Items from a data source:
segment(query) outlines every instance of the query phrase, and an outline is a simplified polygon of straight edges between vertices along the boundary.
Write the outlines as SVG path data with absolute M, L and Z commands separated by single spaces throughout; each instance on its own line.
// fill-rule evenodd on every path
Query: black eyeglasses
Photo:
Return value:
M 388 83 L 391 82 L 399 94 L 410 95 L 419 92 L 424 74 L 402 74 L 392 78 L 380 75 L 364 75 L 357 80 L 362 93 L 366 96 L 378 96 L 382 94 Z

Short problem:
Can you put every line of the listing above into a numbered list, leaving out any blank lines?

Exercise output:
1. segment(query) outlines every instance of the query phrase, and an outline is a simplified polygon of straight edges between vertices along the boundary.
2. Write the outlines as SVG path data with absolute M, L and Z commands separated by single spaces throughout; each instance on its own line.
3. // fill-rule evenodd on every path
4. Query: black eyeglasses
5. Photo:
6. Return value:
7. M 388 83 L 391 82 L 399 94 L 410 95 L 419 92 L 424 74 L 402 74 L 392 78 L 380 75 L 364 75 L 357 80 L 362 93 L 366 96 L 378 96 L 382 94 Z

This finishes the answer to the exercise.